[Set exercise]
Below are records to be output exactly, every one of them.

─── Extracted records ───

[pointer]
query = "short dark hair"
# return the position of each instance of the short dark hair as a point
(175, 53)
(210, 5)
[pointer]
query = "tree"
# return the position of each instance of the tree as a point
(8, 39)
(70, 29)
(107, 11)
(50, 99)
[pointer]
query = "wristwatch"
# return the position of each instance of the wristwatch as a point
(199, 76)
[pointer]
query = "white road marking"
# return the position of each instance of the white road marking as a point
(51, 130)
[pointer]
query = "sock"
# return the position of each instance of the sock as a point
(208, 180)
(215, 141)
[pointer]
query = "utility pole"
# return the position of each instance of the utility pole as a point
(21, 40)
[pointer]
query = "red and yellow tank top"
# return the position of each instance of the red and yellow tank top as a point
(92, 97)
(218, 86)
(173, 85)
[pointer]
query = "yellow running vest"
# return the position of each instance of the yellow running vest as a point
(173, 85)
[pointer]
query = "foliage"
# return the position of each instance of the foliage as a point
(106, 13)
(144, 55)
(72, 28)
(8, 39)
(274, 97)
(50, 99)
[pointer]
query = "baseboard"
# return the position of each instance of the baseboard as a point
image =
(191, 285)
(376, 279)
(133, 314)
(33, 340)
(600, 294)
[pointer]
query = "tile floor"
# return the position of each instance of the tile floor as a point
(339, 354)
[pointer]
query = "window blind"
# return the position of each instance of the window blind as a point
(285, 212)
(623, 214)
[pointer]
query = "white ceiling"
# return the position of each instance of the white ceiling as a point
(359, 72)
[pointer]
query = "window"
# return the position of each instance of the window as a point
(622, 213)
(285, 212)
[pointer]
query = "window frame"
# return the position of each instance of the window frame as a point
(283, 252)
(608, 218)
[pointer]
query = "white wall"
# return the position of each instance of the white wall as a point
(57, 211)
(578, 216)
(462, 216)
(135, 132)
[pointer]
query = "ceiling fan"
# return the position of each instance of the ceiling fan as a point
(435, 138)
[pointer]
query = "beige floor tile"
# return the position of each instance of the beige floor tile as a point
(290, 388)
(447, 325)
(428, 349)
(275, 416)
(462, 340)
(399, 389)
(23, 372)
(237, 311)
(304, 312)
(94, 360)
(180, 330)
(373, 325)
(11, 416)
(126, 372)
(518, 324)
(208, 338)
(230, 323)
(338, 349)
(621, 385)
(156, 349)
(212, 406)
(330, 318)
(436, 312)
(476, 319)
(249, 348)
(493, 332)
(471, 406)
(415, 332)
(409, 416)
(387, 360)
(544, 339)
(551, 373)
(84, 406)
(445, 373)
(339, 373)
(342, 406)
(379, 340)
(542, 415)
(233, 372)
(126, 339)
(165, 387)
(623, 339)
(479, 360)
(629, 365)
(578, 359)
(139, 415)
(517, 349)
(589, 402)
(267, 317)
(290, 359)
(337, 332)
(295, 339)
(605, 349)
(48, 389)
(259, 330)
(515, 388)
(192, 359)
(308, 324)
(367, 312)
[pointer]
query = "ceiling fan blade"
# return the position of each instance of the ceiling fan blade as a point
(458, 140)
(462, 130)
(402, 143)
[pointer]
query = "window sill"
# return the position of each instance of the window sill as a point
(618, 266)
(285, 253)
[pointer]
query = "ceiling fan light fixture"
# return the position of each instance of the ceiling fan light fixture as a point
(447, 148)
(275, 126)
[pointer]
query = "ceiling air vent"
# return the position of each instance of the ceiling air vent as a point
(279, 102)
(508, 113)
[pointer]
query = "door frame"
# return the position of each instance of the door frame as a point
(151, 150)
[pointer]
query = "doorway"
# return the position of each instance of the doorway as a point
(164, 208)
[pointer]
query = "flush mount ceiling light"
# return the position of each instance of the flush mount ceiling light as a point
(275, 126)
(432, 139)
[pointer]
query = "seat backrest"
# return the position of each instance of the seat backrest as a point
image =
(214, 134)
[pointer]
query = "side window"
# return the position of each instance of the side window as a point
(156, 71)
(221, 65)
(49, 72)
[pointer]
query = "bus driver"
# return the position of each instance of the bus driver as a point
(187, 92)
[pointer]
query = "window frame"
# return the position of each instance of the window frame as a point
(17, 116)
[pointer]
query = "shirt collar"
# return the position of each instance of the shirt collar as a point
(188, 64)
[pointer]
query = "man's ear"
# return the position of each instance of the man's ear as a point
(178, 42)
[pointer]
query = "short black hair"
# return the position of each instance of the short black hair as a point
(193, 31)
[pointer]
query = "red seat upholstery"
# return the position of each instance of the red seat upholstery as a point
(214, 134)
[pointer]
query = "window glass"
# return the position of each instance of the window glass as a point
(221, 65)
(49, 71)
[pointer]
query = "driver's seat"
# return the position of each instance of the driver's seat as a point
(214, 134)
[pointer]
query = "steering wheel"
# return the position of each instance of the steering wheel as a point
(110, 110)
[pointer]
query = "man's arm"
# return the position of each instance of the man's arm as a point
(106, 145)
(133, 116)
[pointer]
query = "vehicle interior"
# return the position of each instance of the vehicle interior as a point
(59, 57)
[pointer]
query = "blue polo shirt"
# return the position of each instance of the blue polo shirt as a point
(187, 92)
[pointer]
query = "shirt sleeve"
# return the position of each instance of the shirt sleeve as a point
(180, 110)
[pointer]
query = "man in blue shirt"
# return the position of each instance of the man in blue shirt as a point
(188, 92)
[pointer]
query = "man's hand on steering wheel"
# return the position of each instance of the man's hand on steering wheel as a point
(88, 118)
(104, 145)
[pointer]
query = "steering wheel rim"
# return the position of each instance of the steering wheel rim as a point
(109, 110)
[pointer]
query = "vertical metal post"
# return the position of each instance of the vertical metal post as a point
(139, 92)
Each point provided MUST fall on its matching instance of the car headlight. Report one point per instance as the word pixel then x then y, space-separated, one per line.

───

[Problem solution]
[pointer]
query = "short dark hair"
# return the position of each instance of the short dark hair as a point
(175, 53)
(210, 5)
[pointer]
query = "tree"
# return the position of each instance of the tree as a point
(8, 39)
(70, 29)
(107, 11)
(50, 99)
[pointer]
query = "wristwatch"
# return the position of each instance of the wristwatch as a point
(199, 76)
[pointer]
query = "white road marking"
# return the position of each instance of the white road marking as a point
(51, 130)
[pointer]
query = "sock"
# return the position of each instance of the sock as a point
(208, 180)
(215, 141)
[pointer]
query = "utility pole"
# return the position of each instance of the utility pole as a point
(21, 40)
[pointer]
query = "red and yellow tank top"
# return the position of each instance of the red and yellow tank top as a point
(92, 97)
(218, 86)
(173, 85)
[pointer]
query = "yellow running vest"
# return the position of each instance of the yellow running vest as a point
(173, 85)
[pointer]
query = "foliage"
# return the position of each instance of the foliage as a point
(106, 13)
(144, 55)
(72, 28)
(8, 39)
(274, 97)
(50, 99)
[pointer]
query = "baseboard"
# return the position of each instance of the baseboard as a point
image =
(191, 285)
(376, 279)
(133, 314)
(33, 340)
(600, 294)
[pointer]
query = "tile floor"
# return the position of each instance of the tile floor as a point
(339, 354)
[pointer]
query = "window blind"
# return the position of each instance of the window blind as a point
(285, 212)
(623, 214)
[pointer]
query = "white ceiling"
# return the position of each instance of the white ceiling as a point
(359, 72)
[pointer]
query = "window"
# return the position of each instance of the window as a point
(622, 213)
(285, 212)
[pointer]
query = "window frame"
# return the position of each instance of the window frame as a point
(283, 252)
(608, 218)
[pointer]
query = "white wall"
# return the position of each instance of the white wall as a point
(57, 211)
(578, 216)
(462, 216)
(135, 132)
[pointer]
query = "ceiling fan"
# return the position of each instance of the ceiling fan as a point
(435, 138)
[pointer]
query = "beige floor tile"
# return the position of each instance of the beige floor tile as a point
(290, 388)
(447, 325)
(428, 349)
(275, 416)
(462, 340)
(399, 389)
(23, 372)
(237, 311)
(304, 312)
(94, 360)
(180, 330)
(373, 325)
(11, 416)
(126, 372)
(518, 324)
(208, 338)
(230, 323)
(338, 349)
(621, 385)
(156, 349)
(212, 406)
(330, 318)
(436, 312)
(476, 319)
(249, 348)
(493, 332)
(471, 406)
(415, 332)
(409, 416)
(387, 360)
(544, 339)
(551, 373)
(84, 406)
(445, 373)
(339, 373)
(342, 406)
(379, 340)
(542, 415)
(233, 372)
(126, 339)
(165, 387)
(623, 339)
(479, 360)
(629, 365)
(578, 359)
(139, 415)
(517, 349)
(589, 402)
(267, 317)
(290, 359)
(337, 332)
(295, 339)
(605, 349)
(48, 389)
(259, 330)
(515, 388)
(192, 359)
(308, 324)
(367, 312)
[pointer]
query = "ceiling fan blade"
# return the position of each instance of the ceiling fan blade as a point
(458, 140)
(462, 130)
(402, 143)
[pointer]
query = "window sill"
# return the position of each instance of the window sill as a point
(618, 266)
(285, 253)
[pointer]
query = "ceiling fan light fixture"
# return the position of each instance of the ceiling fan light fixture as a point
(447, 148)
(275, 126)
[pointer]
query = "ceiling air vent"
# return the position of each instance of the ceiling air vent as a point
(279, 102)
(508, 113)
[pointer]
query = "door frame"
# return the position of each instance of the door frame as a point
(151, 150)
[pointer]
query = "doorway"
# return the position of each instance of the doorway as a point
(164, 208)
[pointer]
query = "flush mount ceiling light"
# return the position of each instance of the flush mount ceiling light as a point
(275, 126)
(432, 139)
[pointer]
query = "seat backrest"
# return the position of each instance of the seat backrest as a point
image =
(214, 134)
[pointer]
query = "side window"
# return the position of each instance of the side window as a point
(156, 71)
(221, 65)
(49, 72)
[pointer]
query = "bus driver"
# return the position of each instance of the bus driver as a point
(187, 92)
[pointer]
query = "window frame"
# return the position of each instance of the window frame as a point
(17, 116)
[pointer]
query = "shirt collar"
# return the position of each instance of the shirt collar as a point
(188, 64)
[pointer]
query = "man's ear"
# return the position of each instance of the man's ear as a point
(178, 42)
[pointer]
query = "short black hair"
# return the position of each instance of the short black hair as a point
(193, 31)
[pointer]
query = "red seat upholstery"
# return the position of each instance of the red seat upholstery as a point
(214, 134)
[pointer]
query = "window glass"
# return the position of each instance of the window glass as a point
(221, 65)
(49, 71)
[pointer]
query = "driver's seat"
# return the position of each instance of the driver's seat as a point
(214, 134)
[pointer]
query = "steering wheel"
# return the position of each instance of the steering wheel as a point
(110, 110)
[pointer]
query = "man's arm"
# return the position of each instance of the man's arm as a point
(106, 145)
(133, 116)
[pointer]
query = "vehicle interior"
# return the position of each instance of the vehicle interior as a point
(59, 57)
[pointer]
query = "blue polo shirt"
# return the position of each instance of the blue polo shirt as a point
(187, 92)
[pointer]
query = "shirt sleeve"
# return the position of each instance of the shirt sleeve as a point
(180, 110)
[pointer]
query = "man in blue shirt"
# return the position of each instance of the man in blue shirt as a point
(188, 92)
[pointer]
query = "man's hand on steering wheel"
# return the position of each instance of the man's hand on steering wheel as a point
(88, 118)
(104, 145)
[pointer]
query = "steering wheel rim"
# return the position of each instance of the steering wheel rim as a point
(109, 110)
[pointer]
query = "vertical metal post"
# return the position of each instance of the vertical metal post as a point
(139, 92)
Each point provided MUST fall on its matching instance of the car headlight. Report one point per instance as the word pixel then x then y, space-separated, one per line.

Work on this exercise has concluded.